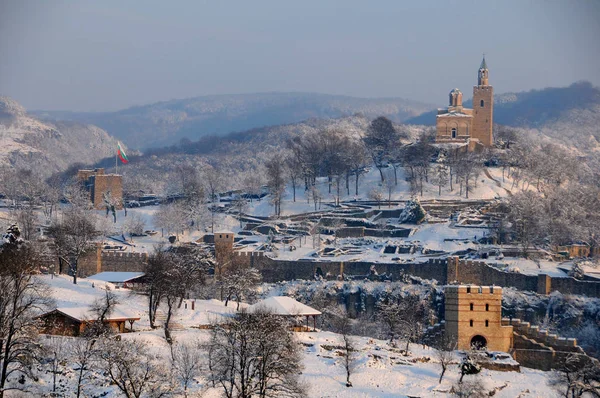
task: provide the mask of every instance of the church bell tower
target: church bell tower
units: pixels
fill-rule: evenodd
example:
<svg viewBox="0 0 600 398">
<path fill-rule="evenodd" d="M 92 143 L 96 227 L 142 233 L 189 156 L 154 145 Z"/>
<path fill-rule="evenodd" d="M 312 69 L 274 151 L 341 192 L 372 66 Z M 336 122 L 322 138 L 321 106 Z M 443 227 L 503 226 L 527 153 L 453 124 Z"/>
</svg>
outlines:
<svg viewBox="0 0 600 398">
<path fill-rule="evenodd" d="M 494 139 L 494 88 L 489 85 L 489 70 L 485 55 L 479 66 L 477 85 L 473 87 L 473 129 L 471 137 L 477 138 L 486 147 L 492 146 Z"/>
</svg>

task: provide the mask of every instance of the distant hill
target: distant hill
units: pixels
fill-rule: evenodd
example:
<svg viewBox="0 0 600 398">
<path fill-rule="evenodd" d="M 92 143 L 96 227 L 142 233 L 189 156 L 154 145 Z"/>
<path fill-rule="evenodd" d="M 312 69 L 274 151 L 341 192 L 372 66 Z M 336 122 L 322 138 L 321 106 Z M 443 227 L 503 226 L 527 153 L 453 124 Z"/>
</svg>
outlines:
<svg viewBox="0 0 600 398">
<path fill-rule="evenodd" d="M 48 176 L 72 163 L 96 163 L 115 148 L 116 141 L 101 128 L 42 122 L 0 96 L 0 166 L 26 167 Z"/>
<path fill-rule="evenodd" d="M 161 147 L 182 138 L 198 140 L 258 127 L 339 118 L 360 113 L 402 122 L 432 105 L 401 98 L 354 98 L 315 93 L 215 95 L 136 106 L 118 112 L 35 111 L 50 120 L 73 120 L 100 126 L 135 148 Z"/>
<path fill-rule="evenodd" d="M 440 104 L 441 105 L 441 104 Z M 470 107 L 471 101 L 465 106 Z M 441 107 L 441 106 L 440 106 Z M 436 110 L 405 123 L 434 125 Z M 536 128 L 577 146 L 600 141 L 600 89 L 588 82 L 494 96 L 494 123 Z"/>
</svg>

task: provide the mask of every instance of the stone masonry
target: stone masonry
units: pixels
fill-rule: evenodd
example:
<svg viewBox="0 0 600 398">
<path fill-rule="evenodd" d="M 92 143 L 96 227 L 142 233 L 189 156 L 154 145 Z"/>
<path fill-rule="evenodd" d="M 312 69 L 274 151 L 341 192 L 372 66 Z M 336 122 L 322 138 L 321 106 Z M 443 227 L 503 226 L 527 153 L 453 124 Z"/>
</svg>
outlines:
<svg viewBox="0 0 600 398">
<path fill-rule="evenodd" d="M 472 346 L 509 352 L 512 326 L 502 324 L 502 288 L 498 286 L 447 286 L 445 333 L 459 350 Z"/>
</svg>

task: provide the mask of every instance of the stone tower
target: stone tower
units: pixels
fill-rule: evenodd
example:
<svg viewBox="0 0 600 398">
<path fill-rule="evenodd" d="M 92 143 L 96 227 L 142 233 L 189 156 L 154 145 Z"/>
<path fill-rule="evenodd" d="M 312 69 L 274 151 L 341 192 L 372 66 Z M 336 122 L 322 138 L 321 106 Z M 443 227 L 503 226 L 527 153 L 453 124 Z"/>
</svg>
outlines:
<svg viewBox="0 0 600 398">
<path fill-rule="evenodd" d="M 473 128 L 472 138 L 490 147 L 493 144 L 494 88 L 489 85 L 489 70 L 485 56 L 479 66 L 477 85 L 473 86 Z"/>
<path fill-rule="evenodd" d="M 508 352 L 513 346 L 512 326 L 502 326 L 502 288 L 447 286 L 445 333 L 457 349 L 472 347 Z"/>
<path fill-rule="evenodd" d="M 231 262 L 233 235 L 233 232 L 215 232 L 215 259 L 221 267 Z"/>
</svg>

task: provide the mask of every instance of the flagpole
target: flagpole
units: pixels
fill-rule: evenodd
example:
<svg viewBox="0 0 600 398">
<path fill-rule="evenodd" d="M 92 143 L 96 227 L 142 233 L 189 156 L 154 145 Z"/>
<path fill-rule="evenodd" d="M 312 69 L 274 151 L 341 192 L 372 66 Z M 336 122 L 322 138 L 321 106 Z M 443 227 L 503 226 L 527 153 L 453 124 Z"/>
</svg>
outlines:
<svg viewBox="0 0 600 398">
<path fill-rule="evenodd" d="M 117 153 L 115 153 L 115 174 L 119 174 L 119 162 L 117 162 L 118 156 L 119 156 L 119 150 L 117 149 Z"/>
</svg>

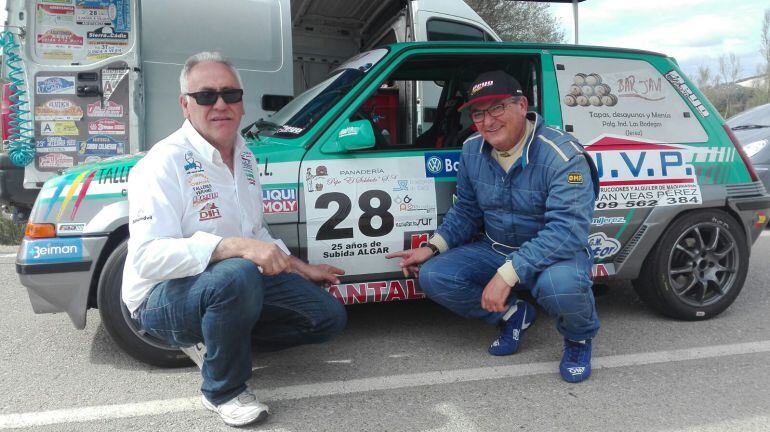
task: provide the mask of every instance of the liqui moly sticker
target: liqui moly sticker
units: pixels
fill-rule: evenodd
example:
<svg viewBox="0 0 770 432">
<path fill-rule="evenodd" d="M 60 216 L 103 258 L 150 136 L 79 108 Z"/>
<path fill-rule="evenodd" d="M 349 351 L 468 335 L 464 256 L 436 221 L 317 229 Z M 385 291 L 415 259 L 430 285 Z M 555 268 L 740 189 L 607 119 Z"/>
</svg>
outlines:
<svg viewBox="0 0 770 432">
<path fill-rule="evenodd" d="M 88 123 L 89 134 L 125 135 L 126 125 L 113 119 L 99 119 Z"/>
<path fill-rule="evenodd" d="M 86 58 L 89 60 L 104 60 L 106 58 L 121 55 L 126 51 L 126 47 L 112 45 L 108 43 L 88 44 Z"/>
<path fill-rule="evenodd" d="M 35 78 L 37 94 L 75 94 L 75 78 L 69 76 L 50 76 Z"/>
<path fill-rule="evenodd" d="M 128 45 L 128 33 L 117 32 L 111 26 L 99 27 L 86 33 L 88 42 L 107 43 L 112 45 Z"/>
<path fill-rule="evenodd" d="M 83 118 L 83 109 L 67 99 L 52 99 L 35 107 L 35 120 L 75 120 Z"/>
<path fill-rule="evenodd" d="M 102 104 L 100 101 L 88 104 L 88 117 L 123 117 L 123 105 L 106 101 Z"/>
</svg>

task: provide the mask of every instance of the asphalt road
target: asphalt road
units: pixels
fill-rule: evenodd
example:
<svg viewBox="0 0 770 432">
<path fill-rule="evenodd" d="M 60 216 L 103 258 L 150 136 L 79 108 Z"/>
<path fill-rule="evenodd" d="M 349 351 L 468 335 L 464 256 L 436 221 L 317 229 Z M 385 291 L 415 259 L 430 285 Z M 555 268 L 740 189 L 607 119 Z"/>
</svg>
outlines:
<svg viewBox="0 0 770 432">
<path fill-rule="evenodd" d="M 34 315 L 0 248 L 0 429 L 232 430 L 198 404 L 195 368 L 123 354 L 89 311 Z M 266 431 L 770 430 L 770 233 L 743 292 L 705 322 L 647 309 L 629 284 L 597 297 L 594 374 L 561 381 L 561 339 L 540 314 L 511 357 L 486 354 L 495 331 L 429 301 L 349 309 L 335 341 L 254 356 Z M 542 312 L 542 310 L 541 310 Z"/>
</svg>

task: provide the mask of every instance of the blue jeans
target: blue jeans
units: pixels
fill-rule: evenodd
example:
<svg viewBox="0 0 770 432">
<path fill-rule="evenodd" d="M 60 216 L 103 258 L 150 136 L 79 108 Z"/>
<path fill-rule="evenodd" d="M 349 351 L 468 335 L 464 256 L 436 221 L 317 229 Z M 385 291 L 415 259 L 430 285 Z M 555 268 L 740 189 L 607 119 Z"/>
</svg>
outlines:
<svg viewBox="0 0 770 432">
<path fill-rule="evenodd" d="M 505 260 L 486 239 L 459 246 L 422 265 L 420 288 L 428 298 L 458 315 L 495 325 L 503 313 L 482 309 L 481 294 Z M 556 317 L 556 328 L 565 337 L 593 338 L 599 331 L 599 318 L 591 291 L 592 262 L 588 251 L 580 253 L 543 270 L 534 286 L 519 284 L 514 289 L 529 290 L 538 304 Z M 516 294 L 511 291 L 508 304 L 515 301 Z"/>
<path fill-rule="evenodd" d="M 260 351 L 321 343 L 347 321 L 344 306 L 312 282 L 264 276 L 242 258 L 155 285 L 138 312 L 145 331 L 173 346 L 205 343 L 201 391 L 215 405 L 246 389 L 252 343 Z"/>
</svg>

---

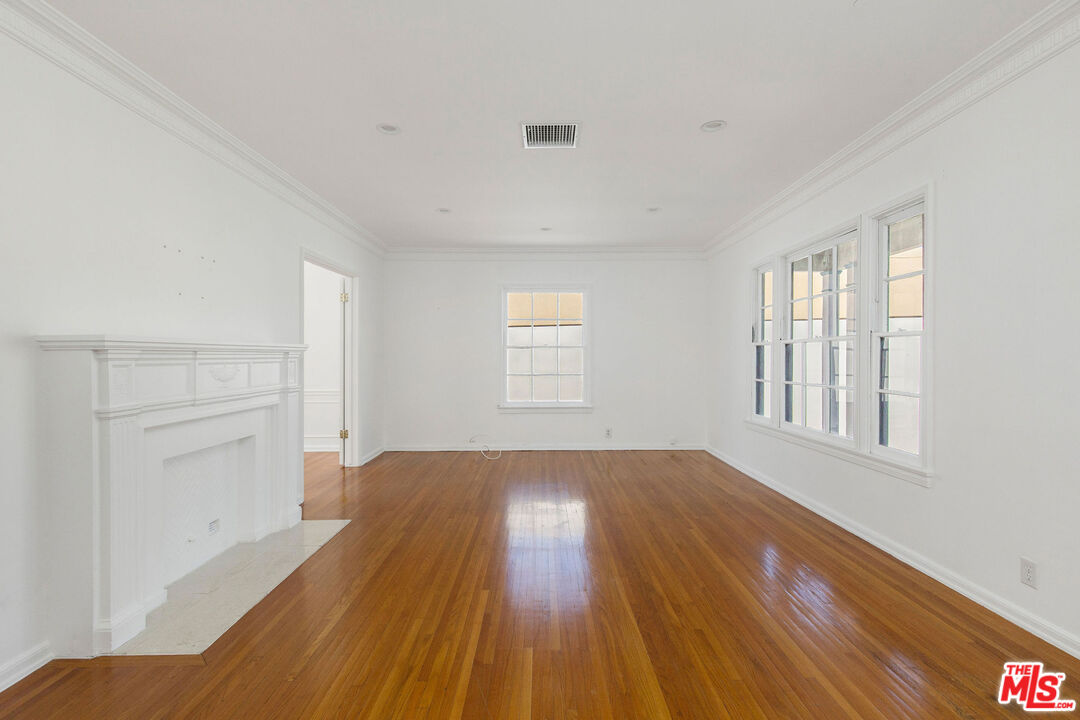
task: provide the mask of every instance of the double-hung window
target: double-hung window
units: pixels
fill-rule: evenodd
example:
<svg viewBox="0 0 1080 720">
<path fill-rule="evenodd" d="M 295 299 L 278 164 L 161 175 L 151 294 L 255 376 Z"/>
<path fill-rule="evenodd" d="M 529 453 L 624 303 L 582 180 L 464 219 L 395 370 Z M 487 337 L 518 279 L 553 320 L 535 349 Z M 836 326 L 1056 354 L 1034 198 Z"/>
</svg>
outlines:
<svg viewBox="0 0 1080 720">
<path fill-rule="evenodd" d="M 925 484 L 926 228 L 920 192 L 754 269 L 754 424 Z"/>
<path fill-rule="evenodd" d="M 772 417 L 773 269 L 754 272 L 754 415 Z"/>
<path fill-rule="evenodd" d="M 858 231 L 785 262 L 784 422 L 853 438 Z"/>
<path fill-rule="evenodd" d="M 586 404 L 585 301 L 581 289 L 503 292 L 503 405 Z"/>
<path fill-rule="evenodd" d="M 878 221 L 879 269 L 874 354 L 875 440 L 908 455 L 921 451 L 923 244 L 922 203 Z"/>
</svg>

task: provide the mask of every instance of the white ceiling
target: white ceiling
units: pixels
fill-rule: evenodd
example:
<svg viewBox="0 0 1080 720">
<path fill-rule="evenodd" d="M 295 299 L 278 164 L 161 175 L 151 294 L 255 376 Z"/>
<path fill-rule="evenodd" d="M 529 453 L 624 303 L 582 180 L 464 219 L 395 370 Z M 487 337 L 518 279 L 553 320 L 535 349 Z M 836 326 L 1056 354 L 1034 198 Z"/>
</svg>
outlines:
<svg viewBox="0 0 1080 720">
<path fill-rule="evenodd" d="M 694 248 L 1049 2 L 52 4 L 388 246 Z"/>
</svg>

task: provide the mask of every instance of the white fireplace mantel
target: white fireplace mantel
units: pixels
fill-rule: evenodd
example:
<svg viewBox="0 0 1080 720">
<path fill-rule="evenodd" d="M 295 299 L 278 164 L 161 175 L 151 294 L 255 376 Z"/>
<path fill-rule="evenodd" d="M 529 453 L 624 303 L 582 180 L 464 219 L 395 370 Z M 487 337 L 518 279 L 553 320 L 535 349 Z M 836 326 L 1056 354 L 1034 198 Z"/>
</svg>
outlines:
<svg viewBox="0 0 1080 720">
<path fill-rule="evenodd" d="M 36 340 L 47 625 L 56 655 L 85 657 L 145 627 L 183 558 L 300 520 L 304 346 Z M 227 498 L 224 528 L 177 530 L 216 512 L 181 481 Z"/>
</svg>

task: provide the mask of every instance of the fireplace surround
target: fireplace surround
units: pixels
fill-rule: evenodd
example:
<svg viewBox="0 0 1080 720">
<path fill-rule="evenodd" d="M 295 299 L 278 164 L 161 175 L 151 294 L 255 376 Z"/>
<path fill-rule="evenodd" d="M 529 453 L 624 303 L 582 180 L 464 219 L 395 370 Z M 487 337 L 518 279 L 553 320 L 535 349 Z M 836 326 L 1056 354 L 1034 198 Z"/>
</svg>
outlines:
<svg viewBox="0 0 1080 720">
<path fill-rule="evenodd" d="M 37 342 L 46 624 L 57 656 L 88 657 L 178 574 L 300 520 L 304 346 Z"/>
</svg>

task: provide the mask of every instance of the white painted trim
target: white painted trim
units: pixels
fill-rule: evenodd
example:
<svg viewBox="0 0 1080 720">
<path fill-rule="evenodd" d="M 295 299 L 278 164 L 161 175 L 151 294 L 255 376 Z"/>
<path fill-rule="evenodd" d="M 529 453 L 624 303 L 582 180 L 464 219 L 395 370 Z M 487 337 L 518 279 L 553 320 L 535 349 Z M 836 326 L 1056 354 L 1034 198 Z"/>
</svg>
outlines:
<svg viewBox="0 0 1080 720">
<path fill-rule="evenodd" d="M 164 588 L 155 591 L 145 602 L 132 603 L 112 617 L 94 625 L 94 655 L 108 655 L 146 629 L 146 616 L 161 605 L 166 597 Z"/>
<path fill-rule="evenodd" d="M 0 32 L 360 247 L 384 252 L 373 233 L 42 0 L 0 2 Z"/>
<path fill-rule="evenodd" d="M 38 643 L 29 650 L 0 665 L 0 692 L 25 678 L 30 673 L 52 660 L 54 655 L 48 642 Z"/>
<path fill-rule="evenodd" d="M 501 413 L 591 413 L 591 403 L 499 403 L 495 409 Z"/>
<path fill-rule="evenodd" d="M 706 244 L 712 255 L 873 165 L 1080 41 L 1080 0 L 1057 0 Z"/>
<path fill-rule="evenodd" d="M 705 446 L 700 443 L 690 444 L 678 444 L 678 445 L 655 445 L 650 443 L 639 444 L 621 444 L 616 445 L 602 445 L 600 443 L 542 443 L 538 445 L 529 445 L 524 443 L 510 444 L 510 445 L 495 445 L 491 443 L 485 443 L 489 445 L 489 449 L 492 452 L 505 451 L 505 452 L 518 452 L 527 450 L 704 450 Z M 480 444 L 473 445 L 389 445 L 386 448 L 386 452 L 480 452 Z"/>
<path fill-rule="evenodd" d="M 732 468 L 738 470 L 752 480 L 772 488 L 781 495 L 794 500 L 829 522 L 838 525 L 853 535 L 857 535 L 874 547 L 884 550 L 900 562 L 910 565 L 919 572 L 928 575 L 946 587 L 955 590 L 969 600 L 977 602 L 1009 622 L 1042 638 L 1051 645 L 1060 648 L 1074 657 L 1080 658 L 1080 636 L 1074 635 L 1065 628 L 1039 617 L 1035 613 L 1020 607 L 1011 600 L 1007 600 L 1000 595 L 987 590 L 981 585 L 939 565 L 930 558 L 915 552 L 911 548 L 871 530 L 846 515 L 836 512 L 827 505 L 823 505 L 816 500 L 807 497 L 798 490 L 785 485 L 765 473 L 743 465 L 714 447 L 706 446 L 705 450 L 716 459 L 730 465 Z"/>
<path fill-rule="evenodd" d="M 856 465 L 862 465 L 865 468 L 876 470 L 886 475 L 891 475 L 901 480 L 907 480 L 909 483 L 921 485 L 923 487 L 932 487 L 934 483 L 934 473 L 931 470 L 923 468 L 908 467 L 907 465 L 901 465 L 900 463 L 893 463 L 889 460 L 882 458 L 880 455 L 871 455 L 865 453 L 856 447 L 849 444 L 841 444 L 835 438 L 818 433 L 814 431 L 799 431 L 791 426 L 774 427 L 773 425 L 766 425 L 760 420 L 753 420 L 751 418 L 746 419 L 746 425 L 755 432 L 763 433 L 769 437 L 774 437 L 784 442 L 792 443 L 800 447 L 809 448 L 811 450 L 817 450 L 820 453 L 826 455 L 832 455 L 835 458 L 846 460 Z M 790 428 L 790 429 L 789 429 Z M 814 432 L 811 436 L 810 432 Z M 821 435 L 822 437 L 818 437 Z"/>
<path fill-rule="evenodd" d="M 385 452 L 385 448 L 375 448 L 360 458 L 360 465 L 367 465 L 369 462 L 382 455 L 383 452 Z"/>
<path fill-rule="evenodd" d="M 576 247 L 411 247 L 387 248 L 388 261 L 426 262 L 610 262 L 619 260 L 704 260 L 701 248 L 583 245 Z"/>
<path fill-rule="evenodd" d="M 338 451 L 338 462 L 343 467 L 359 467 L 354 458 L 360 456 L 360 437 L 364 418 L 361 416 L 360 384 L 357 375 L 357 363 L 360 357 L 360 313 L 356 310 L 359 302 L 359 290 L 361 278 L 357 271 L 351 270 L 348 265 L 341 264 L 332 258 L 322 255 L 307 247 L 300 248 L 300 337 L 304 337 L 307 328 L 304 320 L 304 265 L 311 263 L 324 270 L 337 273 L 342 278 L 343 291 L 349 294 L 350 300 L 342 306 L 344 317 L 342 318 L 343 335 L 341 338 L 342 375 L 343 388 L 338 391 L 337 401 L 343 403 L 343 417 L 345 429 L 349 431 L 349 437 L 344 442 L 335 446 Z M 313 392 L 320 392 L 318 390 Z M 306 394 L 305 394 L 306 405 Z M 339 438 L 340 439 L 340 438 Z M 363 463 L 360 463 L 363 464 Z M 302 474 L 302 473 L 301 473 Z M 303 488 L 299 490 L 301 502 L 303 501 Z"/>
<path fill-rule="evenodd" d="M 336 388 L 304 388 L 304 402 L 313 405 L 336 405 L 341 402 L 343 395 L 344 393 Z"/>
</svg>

▶ ACTIVITY:
Within the data, tally each line containing the string "road". Answer with the number by itself.

▶ ANSWER TO THIS TASK:
2